Work request: An exact copy of the data is required, with no pictures in it.
[Records supplied — start]
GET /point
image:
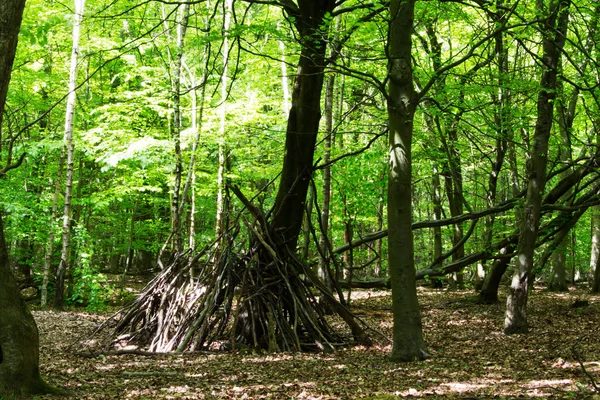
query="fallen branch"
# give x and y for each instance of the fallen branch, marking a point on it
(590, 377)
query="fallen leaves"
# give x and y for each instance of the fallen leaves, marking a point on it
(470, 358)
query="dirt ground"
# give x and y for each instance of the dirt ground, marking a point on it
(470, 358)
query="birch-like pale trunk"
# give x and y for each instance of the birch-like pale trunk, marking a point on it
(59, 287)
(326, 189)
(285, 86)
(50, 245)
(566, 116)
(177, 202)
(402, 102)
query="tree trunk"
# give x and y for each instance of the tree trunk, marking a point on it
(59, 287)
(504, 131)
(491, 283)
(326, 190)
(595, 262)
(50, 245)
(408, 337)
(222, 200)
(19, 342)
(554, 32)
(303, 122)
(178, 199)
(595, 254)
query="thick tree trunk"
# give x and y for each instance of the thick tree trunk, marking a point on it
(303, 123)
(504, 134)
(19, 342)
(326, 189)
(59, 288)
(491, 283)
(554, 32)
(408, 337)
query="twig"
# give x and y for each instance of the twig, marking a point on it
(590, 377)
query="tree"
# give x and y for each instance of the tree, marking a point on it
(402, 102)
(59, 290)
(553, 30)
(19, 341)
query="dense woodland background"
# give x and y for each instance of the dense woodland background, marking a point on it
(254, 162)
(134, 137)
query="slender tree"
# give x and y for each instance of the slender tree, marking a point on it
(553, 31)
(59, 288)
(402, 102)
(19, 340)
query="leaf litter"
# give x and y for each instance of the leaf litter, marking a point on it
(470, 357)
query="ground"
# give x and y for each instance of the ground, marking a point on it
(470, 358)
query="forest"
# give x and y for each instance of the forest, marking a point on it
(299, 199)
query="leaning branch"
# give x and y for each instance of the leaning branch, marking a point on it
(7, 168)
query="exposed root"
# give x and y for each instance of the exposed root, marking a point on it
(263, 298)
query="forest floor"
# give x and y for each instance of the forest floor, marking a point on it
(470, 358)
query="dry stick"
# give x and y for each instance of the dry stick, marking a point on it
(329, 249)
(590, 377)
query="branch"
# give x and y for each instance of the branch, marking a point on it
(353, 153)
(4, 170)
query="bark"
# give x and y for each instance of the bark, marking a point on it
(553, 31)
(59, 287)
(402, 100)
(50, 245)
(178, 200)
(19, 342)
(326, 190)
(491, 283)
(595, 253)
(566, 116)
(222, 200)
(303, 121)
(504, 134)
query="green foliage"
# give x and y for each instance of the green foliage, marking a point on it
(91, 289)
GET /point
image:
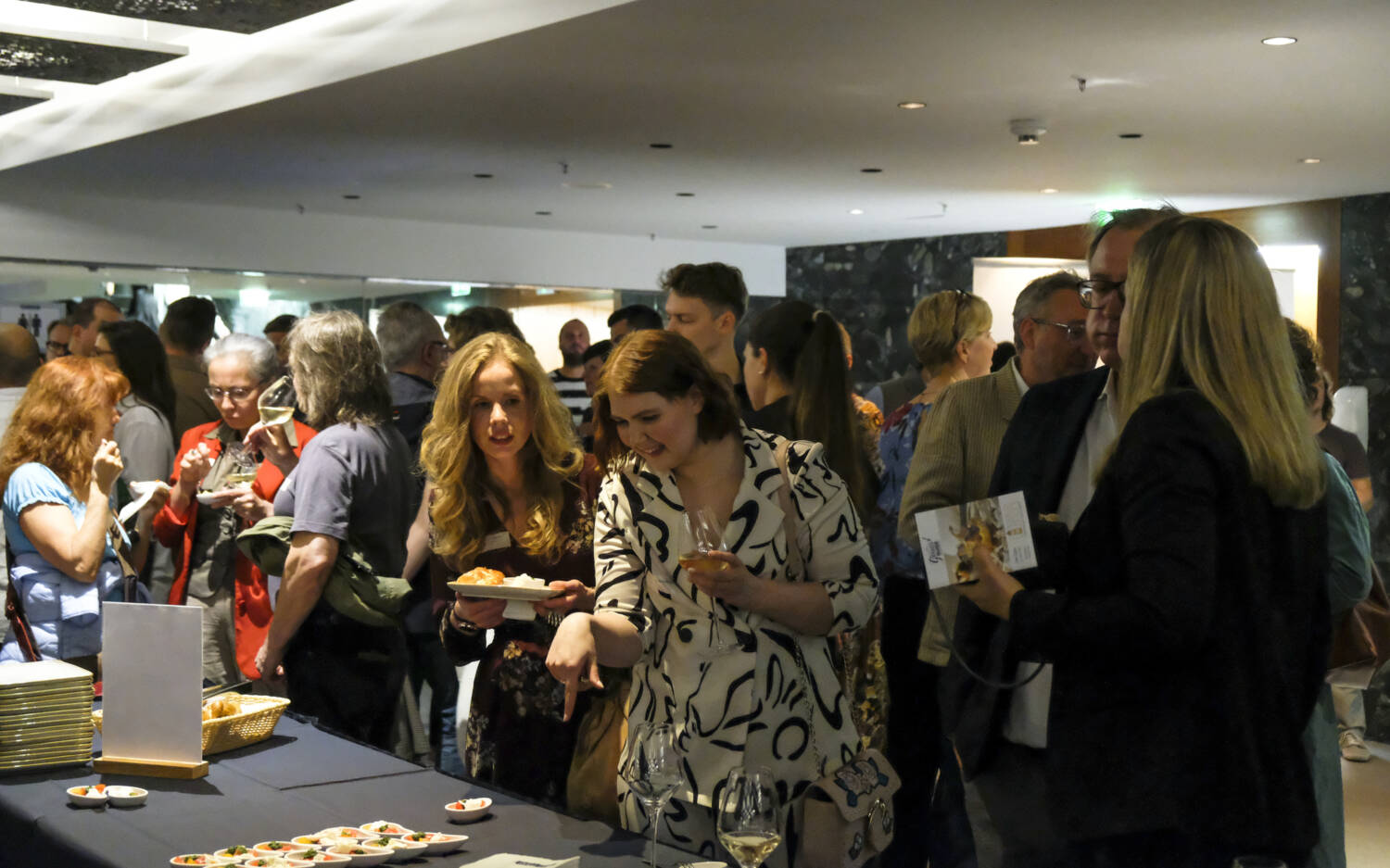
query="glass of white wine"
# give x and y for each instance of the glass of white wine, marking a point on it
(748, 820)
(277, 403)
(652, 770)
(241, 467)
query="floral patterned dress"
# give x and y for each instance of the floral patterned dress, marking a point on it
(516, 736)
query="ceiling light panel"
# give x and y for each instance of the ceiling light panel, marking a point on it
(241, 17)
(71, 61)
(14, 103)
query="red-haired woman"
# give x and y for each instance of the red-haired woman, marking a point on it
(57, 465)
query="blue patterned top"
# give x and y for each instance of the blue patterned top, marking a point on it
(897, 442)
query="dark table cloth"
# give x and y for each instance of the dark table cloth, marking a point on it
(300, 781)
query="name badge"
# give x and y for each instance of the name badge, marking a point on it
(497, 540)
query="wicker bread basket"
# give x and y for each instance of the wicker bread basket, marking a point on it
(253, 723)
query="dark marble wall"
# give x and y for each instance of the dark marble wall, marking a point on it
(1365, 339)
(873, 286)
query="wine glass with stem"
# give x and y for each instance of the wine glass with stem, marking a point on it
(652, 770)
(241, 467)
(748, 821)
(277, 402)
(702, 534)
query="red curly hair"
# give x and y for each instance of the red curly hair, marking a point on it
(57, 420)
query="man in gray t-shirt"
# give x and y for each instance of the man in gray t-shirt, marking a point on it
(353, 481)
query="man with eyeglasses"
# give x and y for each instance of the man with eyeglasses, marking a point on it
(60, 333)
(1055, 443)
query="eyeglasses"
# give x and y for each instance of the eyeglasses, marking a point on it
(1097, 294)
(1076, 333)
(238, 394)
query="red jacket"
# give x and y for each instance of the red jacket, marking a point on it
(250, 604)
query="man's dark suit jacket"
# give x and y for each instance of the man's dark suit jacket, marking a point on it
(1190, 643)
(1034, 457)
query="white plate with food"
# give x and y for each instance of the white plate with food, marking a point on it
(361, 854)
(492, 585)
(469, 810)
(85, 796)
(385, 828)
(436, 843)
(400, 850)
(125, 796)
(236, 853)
[Records supplied — finish]
Response:
GET /point
image:
query="fallen branch"
# give x and y for each instance of the fallen branch, marking a point on it
(590, 377)
query="fallen leaves"
# give x and y for each instance of the fallen leaves, marking a point on it
(470, 358)
query="dirt ground"
# give x and y for each instance of the dirt ground, marking a point on it
(470, 358)
query="birch-like pale trunk"
# give x and y for each instance of the birch-like pale trunk, marking a point on it
(59, 287)
(326, 189)
(285, 86)
(50, 245)
(566, 116)
(177, 202)
(402, 102)
query="tree trunk"
# give x and y for each instance of the tree trunk, marking a point on it
(59, 287)
(504, 131)
(491, 283)
(326, 190)
(595, 262)
(50, 245)
(408, 337)
(222, 200)
(19, 342)
(554, 32)
(303, 122)
(178, 199)
(595, 254)
query="thick tree trunk"
# give x and y for each instance of the thick tree trunk, marking a point on it
(303, 123)
(504, 134)
(19, 342)
(326, 189)
(59, 288)
(491, 283)
(554, 32)
(408, 337)
query="twig"
# give x and y for each instance of the twig, marking a point on it
(590, 377)
query="tree"
# give x and y for each instance of the tree, marking a point on it
(402, 102)
(59, 290)
(553, 30)
(19, 341)
query="dense woodland background"
# give x and y for each instance of the dense woodland background, marking a point on it
(254, 162)
(134, 137)
query="slender tree"
# give x and y for each instance of the slender tree, marking a point on it
(553, 31)
(59, 288)
(402, 102)
(19, 340)
query="leaf litter"
# give x and y for each instance of the leaf litter, marking a point on it
(470, 357)
query="ground"
# give x and y for each instance of the ground, marking a point on it
(470, 358)
query="forest"
# give x and y for each instance of the forest, marking a point on it
(299, 199)
query="leaning branch"
# give x and y for each instance of the leaning branch, marking a point on it
(7, 168)
query="exposed root"
# give x and y for each instance of the exposed root, marking a point on it
(263, 298)
query="forest floor"
# give x and y for each instance of the forest floor, marking a point on it
(470, 358)
query="dry stick"
# give x and y for each instance of the dry stick, marking a point on it
(329, 249)
(590, 377)
query="branch"
# give x and y for each instance of the branch, marking a point on it
(353, 153)
(4, 170)
query="bark"
# give x and y for each instance of the bark, marking a point on it
(553, 31)
(59, 287)
(402, 100)
(50, 245)
(178, 200)
(19, 342)
(326, 190)
(491, 283)
(595, 253)
(566, 116)
(222, 200)
(303, 121)
(504, 134)
query="green foliage"
# give x and y for each instance of the green foliage, marking a point on it
(91, 289)
GET /point
image:
query="glass of white wine"
# give x and y for each instance of the glass of white wine, marking a point on it
(748, 820)
(277, 403)
(652, 770)
(241, 467)
query="floral patterned dress"
# give x and y for each instance of the floral patterned dress, marking a point on it
(516, 736)
query="ceiling light panel"
# give x and y for each instance of the ceiling light panel, marking a point on it
(241, 17)
(71, 61)
(14, 103)
query="red-haired woman"
# give x and y for each instance of the red-haired woman, marking a point on it
(57, 465)
query="blue patterned top"
# give x and y for each instance of the blue patterned top, marking a point on it
(897, 442)
query="dark table cloth"
# give x and y for each instance of the dark table cloth, marking a point on it
(300, 781)
query="name badge"
# give x and y for each instance of the name badge, marking a point on it
(497, 540)
query="wicker bread basket"
# give x and y for each instance of the wicker bread basket, marking a point on it
(253, 723)
query="dark marble wall"
# give x and y for each instance of the dark marble wall, marking a point on it
(1365, 339)
(873, 286)
query="wine glass with stem"
# give x and y for each instance of the wine glass with stem, marking a point on it
(652, 770)
(241, 467)
(748, 821)
(277, 402)
(702, 534)
query="red curly hair"
# give x and y for each instance of the red curly hair, marking a point on it
(57, 420)
query="man in gray t-shirt"
# give x and y for each instance of the man in gray t-shirt, marking a point on it
(353, 481)
query="man with eyeglasses"
# give x and y for each instance of the man with eyeglasses, marking a point on it
(60, 333)
(1055, 443)
query="eyeglasses"
# give x and y for each instance of the eyeglasses, marking a point on it
(1097, 294)
(1076, 333)
(238, 394)
query="red jacket"
# give x and y for each instance of the red jacket, marking a point on it
(250, 604)
query="man's dark suit jacket"
# give x and y for each instance of the man's dark suit jacket, marking a point on it
(1190, 643)
(1034, 457)
query="white plate with food"
# give x and y for each instance of the white plate with food, marking a point on it
(361, 854)
(492, 585)
(469, 810)
(85, 796)
(385, 828)
(436, 843)
(400, 850)
(125, 796)
(236, 853)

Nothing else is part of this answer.